Print the listing in its entirety and exactly, leaving out images.

Point annotations for photos
________________
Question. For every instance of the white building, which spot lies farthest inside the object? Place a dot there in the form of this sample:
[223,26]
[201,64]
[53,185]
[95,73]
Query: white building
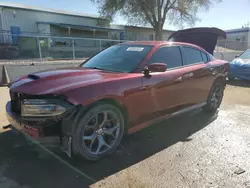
[140,33]
[237,39]
[20,25]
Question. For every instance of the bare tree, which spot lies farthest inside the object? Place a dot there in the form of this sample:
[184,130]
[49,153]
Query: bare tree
[154,12]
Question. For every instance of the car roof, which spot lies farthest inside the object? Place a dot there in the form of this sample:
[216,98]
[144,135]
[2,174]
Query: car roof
[162,43]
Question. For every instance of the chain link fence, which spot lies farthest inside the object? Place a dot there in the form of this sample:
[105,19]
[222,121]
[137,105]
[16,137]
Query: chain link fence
[46,48]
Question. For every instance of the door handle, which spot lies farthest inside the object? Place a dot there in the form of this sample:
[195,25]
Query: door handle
[187,76]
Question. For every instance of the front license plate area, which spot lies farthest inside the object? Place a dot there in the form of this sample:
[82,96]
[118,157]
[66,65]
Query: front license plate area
[31,131]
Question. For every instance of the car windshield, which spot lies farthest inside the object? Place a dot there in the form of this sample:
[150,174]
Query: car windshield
[119,58]
[245,55]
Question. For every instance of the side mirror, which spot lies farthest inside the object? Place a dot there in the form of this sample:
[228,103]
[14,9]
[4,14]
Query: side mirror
[155,67]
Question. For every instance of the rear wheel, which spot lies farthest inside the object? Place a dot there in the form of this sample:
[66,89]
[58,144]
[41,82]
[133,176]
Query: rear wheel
[215,97]
[99,132]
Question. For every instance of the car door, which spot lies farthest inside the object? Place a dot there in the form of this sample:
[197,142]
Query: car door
[198,74]
[168,89]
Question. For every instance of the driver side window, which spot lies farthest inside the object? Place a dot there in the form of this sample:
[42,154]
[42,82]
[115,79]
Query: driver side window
[171,56]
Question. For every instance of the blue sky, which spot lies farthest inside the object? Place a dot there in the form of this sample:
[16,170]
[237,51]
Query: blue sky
[229,14]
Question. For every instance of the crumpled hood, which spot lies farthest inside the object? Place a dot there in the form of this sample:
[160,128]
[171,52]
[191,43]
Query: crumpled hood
[61,80]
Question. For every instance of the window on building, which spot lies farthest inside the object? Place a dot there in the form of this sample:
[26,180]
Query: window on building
[192,55]
[171,56]
[151,37]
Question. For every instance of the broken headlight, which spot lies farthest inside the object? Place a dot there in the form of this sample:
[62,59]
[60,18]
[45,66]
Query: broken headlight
[40,107]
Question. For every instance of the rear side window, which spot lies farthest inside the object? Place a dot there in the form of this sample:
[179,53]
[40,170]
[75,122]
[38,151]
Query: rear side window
[171,56]
[192,56]
[204,57]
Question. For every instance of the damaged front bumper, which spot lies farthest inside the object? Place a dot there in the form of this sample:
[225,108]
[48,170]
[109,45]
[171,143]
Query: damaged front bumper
[41,127]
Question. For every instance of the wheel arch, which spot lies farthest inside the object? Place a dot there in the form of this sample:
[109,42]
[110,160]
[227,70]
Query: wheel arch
[117,103]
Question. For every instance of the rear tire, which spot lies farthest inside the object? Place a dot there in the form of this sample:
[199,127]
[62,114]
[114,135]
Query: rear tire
[99,132]
[230,77]
[215,97]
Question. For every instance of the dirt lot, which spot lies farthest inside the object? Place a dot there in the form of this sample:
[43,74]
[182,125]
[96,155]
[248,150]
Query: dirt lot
[193,150]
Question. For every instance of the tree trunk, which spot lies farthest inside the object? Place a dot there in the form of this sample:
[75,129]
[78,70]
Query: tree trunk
[158,32]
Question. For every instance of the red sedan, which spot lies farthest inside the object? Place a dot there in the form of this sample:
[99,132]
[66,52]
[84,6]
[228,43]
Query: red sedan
[118,91]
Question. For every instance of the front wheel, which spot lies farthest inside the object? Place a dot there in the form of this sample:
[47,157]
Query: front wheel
[99,132]
[215,97]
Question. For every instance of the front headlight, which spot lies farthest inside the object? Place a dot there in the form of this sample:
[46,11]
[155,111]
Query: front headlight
[40,107]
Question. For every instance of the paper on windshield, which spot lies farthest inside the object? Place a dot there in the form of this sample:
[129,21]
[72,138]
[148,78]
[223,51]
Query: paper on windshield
[135,49]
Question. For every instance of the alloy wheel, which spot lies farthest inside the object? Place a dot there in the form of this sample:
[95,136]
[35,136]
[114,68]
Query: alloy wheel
[101,132]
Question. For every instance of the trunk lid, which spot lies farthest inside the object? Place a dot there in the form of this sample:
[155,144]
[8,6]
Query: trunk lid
[204,37]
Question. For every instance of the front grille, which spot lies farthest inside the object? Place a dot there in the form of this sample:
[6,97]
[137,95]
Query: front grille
[15,102]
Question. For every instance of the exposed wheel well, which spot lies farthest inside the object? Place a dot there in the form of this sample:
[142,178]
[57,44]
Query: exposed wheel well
[116,104]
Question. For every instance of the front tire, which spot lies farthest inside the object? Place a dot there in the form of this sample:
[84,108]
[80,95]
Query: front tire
[99,131]
[215,97]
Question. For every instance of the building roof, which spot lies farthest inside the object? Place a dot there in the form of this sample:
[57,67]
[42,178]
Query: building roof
[239,30]
[55,11]
[80,26]
[138,27]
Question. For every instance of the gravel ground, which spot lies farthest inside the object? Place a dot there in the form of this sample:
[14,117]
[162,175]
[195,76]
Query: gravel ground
________________
* **Answer to the task**:
Question. For every instance of the white building, which spot lies farthest inside the object? Place a dot there in the form of this sample:
[223,26]
[201,64]
[53,185]
[95,73]
Query: white building
[140,33]
[237,39]
[20,25]
Question. For every instance of the bare tree, which spot lies farthest inside the object? Place a dot there in the form of this sample:
[184,130]
[49,153]
Query: bare tree
[154,12]
Question. For every instance of the car roof, which spot lies farthest inside the object? Place a dot there in the form of this sample:
[216,98]
[144,135]
[2,174]
Query: car roof
[162,43]
Question. For every instance of the chain link fence, which spot lies farthest inside the object? Place a dot there in the form of this sample:
[105,19]
[222,121]
[137,105]
[16,137]
Query: chain link fence
[46,48]
Question. For every instance of the door handle, which spot lies farthest inside the object? Place a dot there in the form of this sample:
[195,25]
Query: door handle
[187,76]
Question. For every instance of the front license plate area, which spot lies farthest inside the object? Place a dot there in the form of this sample:
[82,96]
[118,157]
[66,65]
Query: front license plate area
[31,131]
Question. For every instance of the car windshield, which spot lies farthest inside the object? Place a dot there in the form of this sample:
[150,174]
Query: car windshield
[119,58]
[245,55]
Question. For every instance of the side mirror, which spot lies farthest inside the object? Place a dot there in the form of this sample:
[228,103]
[14,9]
[4,14]
Query: side mirror
[155,67]
Question. For every instance of the rear wheel, which spot lies farthest inside the object? Place a dot there in the form of this sample:
[66,89]
[58,144]
[41,82]
[133,176]
Query: rear wheel
[215,97]
[99,132]
Question. For every instance of the car door, which spot lies farthest inside the object? Place a dot there in the form of this sample:
[197,142]
Query: car door
[198,74]
[168,89]
Question. For every instance of the driver side window, which spot lies farthest inside the object? Place a dot there in the form of this sample:
[42,154]
[42,82]
[115,79]
Query: driver side window
[171,56]
Question. For every instance of the blue sky, which spot lies farthest inside the object? Place a dot there in the form of this sample:
[16,170]
[237,51]
Query: blue sky
[229,14]
Question. For every instance of the crumpled hood, which spot lies farthest inside the object? Place a dot there in the form of this sample:
[160,128]
[171,52]
[191,43]
Query: crumpled hood
[61,80]
Question. For every instance of the window on building, which spot lies farthest inside the object? Place a dot there in the form of this sample:
[26,180]
Query: window on building
[192,55]
[171,56]
[151,37]
Question. For every instance of the broken headlight, which spot lies farthest inside the object? Place a dot there in the form of this sample:
[62,59]
[60,18]
[45,66]
Query: broken headlight
[40,107]
Question. For every instance of the rear side window, which spot lies farthest inside the object? Place a dot there in the form of this sample:
[179,53]
[40,170]
[75,122]
[38,151]
Query: rear side window
[171,56]
[192,56]
[204,57]
Question. For every instance of the damaged front bumper, which spot lies farthest inside the object? Place a dot there in the form of this sample:
[225,108]
[48,170]
[109,45]
[171,143]
Query: damaged front bumper
[41,127]
Question. For every instance of the wheel arch, which spot lies farthest inside the object? Place a dot there in the form of this sample:
[109,42]
[110,160]
[227,70]
Query: wheel arch
[117,103]
Question. For every instance of the rear tire, which spot lies farthest inside the object? Place a dot there in the form of this sample:
[199,127]
[62,114]
[114,135]
Query: rear tire
[99,132]
[230,77]
[215,97]
Question. For every instance of the dirt lot, which spot lies farthest inside the object? Place a dot there in the form of this sample:
[43,74]
[182,125]
[96,155]
[248,150]
Query: dirt lot
[193,150]
Question. For every instance of the tree trunk, which spot lies farthest inside the object? Place a dot there in the form of this sample:
[75,129]
[78,70]
Query: tree trunk
[158,32]
Question. For every instance of the red sedan, which spot lies farthest inside the object? Place a dot there in the form of this sample:
[99,132]
[66,52]
[84,6]
[228,43]
Query: red sedan
[118,91]
Question. For every instance of the front wheel, which spot lies farthest inside the object? Place a dot there in the form of this sample:
[47,157]
Query: front wheel
[99,132]
[215,97]
Question. For every instance of the front headlight, which spot lies farthest inside the object? Place a dot there in the form of this sample:
[46,11]
[155,111]
Query: front headlight
[40,107]
Question. For every instance of the paper on windshield, which spot lies farthest inside the object? Place a dot there in the form of this sample:
[129,21]
[72,138]
[148,78]
[223,51]
Query: paper on windshield
[135,49]
Question. For every instance of the alloy wheel, which spot lies farthest inside the object? Place a dot there in the form of this sample:
[95,136]
[35,136]
[114,68]
Query: alloy wheel
[101,132]
Question. For every instance of the trunk lid, which spot lies farthest inside the object? Place a dot there in the form of this sample:
[155,144]
[8,6]
Query: trunk lid
[204,37]
Question. For every instance of the front grille, which spot lies farthest inside the object? Place a dot there in the form of this sample:
[6,97]
[137,95]
Query: front grille
[15,102]
Question. For every instance of the exposed wheel well, which spot lies farthest inside the object? Place a dot there in the form of this sample:
[142,178]
[57,44]
Query: exposed wheel well
[116,104]
Question. For every instance of the front tire, which spot lies farthest inside the object? Place a dot there in the form of this sample:
[84,108]
[80,95]
Query: front tire
[99,131]
[215,97]
Question. For every instance of the building roof, which spot lies farthest inside the object? Place a dot there in the form of this sample:
[57,67]
[42,178]
Query: building roof
[239,30]
[55,11]
[80,26]
[138,27]
Question. For every instance of the gravel ground, which spot lies farthest inside the object? Place a dot there in the form of this sample:
[14,117]
[162,175]
[195,76]
Query: gravel ground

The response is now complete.